#### [PROBLEM DETAILS]
Copy all the material that follows, keeping every character the same.

#### [TASK MATERIAL]
-- START --

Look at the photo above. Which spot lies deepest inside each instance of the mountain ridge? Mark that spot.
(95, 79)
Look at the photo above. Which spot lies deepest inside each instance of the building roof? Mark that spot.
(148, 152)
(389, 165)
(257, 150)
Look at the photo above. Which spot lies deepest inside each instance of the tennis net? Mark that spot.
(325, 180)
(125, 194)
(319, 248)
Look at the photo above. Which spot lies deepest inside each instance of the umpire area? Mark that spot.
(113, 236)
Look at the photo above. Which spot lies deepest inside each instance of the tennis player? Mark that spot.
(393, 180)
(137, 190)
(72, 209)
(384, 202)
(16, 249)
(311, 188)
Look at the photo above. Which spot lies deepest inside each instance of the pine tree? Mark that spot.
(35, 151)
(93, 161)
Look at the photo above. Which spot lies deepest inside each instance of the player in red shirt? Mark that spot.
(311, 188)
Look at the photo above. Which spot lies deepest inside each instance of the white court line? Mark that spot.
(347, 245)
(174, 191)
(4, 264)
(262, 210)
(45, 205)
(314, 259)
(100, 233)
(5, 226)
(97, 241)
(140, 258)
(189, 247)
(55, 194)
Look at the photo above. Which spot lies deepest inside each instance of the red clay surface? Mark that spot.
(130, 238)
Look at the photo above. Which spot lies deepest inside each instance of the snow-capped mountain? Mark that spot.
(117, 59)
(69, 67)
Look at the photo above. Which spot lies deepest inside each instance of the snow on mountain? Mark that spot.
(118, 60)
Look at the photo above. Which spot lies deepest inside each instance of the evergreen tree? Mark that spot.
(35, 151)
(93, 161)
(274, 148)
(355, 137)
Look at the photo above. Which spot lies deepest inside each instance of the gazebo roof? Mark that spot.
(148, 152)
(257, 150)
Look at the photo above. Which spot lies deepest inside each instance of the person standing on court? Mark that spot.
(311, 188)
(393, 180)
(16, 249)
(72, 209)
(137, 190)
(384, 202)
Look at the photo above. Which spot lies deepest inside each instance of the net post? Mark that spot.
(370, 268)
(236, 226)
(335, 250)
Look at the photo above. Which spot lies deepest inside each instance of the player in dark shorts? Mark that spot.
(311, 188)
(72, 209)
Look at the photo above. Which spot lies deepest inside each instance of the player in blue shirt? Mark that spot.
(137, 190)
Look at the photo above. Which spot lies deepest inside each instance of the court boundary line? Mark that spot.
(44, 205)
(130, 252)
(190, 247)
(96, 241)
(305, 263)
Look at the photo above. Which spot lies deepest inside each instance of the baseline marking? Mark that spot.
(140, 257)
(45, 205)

-- END --

#### [EXERCISE ANSWER]
Look at the photo above. Which spot lies deepest inside each instance of the mountain ridge? Mark that spot.
(95, 79)
Look at the photo above. Which spot lies deepest inside each instance of the building roof? Mark that spot.
(148, 152)
(389, 165)
(257, 150)
Look at the photo above. Which spot lies deepest inside each instance of the tennis net? Mark that spot.
(325, 180)
(125, 194)
(319, 248)
Look at the photo above. Which spot lies deepest inside each instance of the umpire area? Mark that spot.
(113, 236)
Look at the photo above. Which spot lies deepest inside each instance of the tennis player? Mark that spot.
(393, 180)
(137, 190)
(72, 209)
(384, 202)
(16, 249)
(311, 188)
Look at the photo above. Which spot lies deepest inside each instance of the pine tree? Mark that spot.
(35, 151)
(93, 161)
Look at the photo above. Which spot lies deepest inside each instance of the player in red shirt? Mark that spot.
(311, 188)
Look at the photo above. Which spot lies deepest inside each instance of the white court line? Mark that spot.
(347, 245)
(174, 191)
(4, 264)
(262, 210)
(45, 205)
(314, 259)
(100, 233)
(5, 226)
(97, 241)
(140, 258)
(189, 247)
(55, 194)
Look at the photo above. Which spot lies deepest inside each instance of the red clay surface? Mark that spot.
(130, 238)
Look at the photo above. Which spot lies deepest inside each instance of the snow-capped mountain? Mark that spot.
(117, 59)
(69, 67)
Look at the photo above. Which spot lies deepest inside each instance of the snow on mountain? Mark that spot.
(118, 60)
Look at the photo above. Which spot lies deepest inside each instance of the evergreen tree? Mark that spot.
(35, 151)
(93, 161)
(274, 148)
(355, 137)
Look at the photo above. Which spot lies deepest inside each instance of the gazebo roof? Mark that spot.
(148, 152)
(257, 150)
Look at the photo above. Which spot lies deepest inside each instance of the person standing on court? Mark that spot.
(311, 188)
(393, 180)
(16, 249)
(72, 209)
(137, 190)
(384, 202)
Look at the photo above. Which spot lies deepest inside each instance of the net post? Mark that spot.
(370, 268)
(236, 226)
(335, 250)
Look at the photo above. Which spot lies deepest inside each instance of the player in dark shorts? Mark that spot.
(311, 188)
(72, 209)
Look at the photo above. Which spot lies deepest inside each instance of the player in blue shirt? Mark that spot.
(137, 190)
Look at the photo above. Which spot lies deepest inside each instance of the court boundary line? Mark that spot.
(44, 205)
(130, 252)
(190, 247)
(96, 241)
(305, 263)
Look at the photo above. Which spot lies deepest inside each instance of the baseline marking? Mark that spot.
(140, 257)
(45, 205)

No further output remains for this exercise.